— start of ENTRIES SHOWN —

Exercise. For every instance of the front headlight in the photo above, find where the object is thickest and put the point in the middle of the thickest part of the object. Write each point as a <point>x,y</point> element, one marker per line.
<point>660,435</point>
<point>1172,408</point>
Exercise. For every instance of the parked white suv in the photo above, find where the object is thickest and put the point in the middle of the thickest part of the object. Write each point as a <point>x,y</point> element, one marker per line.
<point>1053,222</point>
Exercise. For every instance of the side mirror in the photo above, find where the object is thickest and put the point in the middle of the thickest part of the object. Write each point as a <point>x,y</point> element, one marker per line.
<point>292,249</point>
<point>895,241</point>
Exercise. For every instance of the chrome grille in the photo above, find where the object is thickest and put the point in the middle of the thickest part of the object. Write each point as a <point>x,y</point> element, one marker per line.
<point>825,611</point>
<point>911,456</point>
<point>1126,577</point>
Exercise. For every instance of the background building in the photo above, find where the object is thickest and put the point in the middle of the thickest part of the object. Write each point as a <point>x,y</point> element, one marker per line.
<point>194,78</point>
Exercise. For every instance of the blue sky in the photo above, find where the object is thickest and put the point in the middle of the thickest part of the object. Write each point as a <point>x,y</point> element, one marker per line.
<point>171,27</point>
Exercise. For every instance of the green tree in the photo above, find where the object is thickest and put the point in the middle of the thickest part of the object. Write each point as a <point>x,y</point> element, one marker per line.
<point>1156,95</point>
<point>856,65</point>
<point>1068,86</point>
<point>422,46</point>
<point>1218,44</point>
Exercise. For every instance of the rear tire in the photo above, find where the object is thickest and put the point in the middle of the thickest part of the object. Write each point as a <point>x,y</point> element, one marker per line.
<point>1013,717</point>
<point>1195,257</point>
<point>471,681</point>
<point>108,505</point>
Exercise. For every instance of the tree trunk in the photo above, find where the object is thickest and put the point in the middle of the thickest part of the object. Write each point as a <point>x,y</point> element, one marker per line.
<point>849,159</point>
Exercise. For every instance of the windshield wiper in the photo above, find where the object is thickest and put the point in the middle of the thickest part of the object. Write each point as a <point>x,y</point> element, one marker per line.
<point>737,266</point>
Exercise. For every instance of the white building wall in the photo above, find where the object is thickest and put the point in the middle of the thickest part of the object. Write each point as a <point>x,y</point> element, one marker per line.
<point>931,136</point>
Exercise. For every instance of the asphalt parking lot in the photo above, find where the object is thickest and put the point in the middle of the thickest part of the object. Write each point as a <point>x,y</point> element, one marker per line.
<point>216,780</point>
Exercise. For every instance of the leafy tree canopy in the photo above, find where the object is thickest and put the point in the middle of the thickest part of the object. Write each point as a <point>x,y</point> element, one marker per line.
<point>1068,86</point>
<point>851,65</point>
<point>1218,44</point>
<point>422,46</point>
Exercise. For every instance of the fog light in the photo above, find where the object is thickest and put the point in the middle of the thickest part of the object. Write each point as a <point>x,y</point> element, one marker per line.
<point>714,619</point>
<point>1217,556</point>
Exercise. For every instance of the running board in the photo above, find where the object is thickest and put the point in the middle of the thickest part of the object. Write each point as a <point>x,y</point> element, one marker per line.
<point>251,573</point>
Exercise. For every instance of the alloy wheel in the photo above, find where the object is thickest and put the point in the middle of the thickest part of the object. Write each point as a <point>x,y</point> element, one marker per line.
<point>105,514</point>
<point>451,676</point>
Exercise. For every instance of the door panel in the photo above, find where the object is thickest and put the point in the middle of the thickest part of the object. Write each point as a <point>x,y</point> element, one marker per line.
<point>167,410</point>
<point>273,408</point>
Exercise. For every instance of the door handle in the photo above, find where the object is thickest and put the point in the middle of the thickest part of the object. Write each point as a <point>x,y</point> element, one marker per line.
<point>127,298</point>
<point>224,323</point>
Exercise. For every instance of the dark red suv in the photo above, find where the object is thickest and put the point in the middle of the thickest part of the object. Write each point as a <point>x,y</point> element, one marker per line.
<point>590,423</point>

— end of ENTRIES SHOWN —

Set down the data from the line with "Exercise. For every instance of the running" up to and including the line with "<point>251,573</point>", word for word.

» EXERCISE RESPONSE
Exercise. For every instance of the running board in the photo above, find where the object is thickest and put the point in the middle of the thickest part of the object. Write each point as a <point>x,y</point> element, one marker per line.
<point>251,573</point>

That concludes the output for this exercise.